What is asked: Pick out every line in the rows below that contains the word "green" and copy each such line.

Recorded data:

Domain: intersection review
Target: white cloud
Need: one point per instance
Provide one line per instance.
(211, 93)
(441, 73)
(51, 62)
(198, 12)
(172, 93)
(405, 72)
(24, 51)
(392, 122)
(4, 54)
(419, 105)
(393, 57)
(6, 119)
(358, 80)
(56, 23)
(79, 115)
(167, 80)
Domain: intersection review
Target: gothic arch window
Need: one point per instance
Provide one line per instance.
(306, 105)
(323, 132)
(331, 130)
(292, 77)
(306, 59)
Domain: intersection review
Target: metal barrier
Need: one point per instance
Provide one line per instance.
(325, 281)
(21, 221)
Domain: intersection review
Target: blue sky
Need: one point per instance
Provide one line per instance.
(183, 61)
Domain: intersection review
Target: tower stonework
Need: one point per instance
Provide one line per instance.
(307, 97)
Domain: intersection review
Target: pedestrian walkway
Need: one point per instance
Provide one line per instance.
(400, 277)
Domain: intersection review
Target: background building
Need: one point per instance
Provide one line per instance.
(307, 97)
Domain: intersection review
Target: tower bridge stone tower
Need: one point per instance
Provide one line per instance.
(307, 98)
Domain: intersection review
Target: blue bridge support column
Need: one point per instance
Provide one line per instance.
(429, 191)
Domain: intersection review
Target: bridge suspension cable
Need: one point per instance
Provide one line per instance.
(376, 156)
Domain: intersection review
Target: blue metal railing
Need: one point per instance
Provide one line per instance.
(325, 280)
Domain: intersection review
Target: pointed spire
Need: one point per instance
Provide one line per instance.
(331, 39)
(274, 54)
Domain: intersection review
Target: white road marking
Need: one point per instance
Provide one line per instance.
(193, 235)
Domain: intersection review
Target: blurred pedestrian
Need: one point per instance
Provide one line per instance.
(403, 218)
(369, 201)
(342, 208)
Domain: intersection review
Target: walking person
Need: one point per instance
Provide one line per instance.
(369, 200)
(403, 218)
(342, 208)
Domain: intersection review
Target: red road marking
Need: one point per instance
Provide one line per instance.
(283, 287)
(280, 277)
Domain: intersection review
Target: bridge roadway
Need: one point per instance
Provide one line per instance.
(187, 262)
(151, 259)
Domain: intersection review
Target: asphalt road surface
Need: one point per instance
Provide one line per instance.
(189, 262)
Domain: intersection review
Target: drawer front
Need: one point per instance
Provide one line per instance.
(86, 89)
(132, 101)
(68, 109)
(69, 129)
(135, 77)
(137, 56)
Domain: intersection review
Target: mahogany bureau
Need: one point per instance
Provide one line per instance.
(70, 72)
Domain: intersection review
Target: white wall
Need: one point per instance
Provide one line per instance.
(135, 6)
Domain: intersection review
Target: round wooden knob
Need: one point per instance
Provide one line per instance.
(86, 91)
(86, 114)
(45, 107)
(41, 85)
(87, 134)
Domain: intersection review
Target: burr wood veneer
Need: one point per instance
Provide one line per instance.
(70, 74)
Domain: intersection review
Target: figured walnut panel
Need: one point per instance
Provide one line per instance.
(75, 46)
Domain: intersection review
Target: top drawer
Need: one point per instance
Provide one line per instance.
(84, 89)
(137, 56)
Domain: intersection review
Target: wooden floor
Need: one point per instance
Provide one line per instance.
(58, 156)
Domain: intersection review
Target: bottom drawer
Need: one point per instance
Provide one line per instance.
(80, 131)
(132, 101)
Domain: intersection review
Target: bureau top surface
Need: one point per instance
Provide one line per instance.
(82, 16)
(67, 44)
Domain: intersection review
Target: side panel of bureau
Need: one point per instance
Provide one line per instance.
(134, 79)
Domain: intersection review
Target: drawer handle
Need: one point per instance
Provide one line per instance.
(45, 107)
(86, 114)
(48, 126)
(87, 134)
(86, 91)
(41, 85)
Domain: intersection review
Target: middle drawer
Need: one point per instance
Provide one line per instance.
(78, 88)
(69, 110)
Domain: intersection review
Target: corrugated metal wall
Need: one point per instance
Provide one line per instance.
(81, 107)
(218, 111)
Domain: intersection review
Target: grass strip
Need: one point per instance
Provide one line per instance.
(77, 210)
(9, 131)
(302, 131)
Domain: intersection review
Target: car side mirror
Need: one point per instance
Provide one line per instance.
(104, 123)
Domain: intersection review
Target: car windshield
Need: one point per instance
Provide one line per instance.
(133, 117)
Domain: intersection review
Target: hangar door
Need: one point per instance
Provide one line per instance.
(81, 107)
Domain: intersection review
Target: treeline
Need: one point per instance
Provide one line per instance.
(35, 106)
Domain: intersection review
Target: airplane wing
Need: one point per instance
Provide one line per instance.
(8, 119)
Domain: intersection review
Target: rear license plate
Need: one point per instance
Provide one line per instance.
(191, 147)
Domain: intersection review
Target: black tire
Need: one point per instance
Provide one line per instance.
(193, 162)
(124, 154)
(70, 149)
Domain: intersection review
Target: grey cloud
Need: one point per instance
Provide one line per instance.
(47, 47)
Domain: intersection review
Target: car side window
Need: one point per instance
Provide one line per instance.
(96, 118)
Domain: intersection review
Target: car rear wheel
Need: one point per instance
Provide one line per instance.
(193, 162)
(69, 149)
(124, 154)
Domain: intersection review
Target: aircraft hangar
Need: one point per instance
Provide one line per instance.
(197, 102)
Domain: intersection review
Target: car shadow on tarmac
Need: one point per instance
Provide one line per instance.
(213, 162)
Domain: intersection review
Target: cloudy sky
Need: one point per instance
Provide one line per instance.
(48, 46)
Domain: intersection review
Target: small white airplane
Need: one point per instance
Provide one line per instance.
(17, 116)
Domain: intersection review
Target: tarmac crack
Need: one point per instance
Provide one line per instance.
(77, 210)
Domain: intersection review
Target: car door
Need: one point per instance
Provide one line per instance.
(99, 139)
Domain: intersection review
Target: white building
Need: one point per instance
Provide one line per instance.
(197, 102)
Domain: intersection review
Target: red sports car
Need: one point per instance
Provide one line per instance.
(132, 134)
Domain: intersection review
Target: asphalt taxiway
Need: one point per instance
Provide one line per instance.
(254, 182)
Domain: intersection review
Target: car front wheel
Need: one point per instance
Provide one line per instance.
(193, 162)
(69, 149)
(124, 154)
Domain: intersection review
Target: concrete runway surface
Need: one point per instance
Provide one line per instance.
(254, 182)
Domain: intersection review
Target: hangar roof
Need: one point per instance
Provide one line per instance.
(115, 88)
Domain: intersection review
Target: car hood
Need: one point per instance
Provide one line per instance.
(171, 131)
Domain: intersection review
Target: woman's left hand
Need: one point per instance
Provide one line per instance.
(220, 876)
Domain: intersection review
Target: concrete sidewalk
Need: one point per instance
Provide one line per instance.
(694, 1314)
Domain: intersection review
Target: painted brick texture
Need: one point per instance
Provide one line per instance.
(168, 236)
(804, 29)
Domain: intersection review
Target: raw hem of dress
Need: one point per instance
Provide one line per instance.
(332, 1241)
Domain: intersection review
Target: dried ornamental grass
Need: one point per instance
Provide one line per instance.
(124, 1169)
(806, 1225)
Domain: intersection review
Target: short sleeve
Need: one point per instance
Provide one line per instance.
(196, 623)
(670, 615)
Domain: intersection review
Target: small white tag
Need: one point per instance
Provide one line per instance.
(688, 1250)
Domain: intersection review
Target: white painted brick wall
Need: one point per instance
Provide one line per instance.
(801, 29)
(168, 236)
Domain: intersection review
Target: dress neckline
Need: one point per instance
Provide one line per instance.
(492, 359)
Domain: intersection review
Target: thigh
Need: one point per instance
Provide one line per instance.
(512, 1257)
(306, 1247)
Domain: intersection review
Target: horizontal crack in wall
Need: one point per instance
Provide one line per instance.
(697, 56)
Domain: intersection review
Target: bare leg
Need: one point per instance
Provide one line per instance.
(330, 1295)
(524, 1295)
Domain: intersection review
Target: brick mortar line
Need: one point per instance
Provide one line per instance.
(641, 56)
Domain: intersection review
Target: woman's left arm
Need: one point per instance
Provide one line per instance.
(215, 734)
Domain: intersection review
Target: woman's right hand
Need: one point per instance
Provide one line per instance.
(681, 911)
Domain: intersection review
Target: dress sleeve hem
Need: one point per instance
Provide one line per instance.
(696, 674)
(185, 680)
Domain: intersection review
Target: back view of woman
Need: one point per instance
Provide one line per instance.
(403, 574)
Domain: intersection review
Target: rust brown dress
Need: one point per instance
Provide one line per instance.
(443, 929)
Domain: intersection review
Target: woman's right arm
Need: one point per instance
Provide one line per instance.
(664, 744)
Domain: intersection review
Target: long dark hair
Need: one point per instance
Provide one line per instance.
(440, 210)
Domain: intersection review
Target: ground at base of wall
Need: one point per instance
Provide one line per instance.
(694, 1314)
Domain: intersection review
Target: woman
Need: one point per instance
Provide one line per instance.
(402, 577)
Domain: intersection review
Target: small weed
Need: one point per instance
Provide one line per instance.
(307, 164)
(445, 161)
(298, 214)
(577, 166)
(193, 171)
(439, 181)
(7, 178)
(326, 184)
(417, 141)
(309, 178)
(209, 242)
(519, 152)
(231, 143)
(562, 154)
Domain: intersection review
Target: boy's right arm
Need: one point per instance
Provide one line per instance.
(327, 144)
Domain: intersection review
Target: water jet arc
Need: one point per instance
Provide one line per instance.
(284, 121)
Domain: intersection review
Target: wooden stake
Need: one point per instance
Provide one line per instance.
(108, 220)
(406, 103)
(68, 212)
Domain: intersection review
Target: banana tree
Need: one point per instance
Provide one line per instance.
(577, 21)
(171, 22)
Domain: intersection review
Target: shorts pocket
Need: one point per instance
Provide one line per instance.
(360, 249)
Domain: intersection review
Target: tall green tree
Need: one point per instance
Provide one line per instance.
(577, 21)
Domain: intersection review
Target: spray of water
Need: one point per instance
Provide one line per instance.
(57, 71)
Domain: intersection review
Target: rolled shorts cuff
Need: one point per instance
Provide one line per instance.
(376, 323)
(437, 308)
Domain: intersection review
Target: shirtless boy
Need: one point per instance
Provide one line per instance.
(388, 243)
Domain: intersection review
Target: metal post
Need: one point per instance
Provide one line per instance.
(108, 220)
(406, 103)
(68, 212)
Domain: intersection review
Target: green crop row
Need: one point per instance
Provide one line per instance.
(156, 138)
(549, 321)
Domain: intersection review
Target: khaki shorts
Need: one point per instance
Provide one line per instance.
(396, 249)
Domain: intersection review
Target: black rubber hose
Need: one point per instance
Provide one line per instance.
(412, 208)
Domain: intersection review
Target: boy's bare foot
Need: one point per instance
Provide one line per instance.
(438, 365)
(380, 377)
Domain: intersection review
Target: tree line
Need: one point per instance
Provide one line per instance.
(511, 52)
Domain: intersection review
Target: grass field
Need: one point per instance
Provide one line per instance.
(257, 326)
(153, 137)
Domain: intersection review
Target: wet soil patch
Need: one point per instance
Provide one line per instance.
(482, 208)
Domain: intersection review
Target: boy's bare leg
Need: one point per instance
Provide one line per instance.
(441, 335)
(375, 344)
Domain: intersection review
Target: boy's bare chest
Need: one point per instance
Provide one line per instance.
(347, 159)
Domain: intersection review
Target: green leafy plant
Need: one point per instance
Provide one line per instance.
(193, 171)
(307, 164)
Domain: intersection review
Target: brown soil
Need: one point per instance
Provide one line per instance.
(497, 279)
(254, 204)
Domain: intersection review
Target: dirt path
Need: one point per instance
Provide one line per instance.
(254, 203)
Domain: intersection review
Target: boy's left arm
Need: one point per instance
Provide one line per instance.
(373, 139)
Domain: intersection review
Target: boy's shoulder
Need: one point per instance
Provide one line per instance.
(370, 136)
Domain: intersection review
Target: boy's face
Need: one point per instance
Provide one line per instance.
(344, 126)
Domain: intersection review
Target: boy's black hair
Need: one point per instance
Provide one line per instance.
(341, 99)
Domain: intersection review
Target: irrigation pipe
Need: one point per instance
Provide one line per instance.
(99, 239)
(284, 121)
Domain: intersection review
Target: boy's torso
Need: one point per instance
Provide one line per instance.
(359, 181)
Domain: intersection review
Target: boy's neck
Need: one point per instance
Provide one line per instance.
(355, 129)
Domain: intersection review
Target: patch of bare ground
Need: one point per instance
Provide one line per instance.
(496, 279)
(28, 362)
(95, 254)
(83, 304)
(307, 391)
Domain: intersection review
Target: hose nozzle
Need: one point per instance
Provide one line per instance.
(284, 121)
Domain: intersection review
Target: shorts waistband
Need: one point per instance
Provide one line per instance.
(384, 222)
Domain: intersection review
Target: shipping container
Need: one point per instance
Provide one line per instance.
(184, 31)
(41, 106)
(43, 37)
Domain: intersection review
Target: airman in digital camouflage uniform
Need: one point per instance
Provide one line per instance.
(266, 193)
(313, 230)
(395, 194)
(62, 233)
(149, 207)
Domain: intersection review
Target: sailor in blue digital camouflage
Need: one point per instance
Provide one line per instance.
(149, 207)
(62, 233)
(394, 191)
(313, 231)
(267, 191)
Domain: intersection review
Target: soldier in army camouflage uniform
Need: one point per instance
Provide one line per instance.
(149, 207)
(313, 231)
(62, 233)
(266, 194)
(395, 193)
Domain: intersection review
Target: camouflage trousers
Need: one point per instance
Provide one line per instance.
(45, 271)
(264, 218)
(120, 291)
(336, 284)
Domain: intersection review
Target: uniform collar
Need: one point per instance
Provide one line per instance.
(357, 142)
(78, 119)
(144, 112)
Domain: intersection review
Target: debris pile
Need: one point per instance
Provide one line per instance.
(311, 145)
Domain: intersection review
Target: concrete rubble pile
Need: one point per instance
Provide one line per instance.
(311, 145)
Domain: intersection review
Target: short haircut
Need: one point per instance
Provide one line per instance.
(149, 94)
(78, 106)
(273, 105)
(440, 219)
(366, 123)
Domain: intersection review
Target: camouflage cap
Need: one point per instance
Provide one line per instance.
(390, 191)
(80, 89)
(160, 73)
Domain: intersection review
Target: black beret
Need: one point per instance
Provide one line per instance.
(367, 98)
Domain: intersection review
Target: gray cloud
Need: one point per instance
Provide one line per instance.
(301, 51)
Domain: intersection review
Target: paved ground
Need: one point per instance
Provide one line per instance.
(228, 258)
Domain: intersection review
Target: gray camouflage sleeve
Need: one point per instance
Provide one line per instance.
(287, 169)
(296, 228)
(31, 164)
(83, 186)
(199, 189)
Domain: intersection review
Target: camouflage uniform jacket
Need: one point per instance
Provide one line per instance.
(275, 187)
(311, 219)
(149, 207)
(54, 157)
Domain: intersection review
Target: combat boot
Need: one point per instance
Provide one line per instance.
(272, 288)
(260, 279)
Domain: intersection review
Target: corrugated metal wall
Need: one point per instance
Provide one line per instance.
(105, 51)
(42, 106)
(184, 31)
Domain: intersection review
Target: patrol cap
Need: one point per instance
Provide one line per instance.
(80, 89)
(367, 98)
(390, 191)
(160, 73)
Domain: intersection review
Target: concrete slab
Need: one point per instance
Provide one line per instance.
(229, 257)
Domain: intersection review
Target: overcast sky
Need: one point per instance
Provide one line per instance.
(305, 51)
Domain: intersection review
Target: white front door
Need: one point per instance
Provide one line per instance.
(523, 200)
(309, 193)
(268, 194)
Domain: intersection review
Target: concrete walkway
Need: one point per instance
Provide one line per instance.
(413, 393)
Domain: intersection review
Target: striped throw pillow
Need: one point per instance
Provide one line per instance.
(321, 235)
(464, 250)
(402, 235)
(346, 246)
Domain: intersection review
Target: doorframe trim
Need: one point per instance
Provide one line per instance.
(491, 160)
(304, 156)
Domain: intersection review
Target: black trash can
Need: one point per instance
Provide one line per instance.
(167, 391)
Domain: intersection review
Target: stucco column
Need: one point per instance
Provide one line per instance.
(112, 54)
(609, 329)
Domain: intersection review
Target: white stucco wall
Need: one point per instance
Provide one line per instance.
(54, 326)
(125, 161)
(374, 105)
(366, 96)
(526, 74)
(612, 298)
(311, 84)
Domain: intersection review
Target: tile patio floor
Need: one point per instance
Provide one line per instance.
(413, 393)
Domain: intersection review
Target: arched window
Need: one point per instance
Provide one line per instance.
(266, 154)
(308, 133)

Exercise response:
Target: tall green tree
Target: green crop row
Target: green leafy plant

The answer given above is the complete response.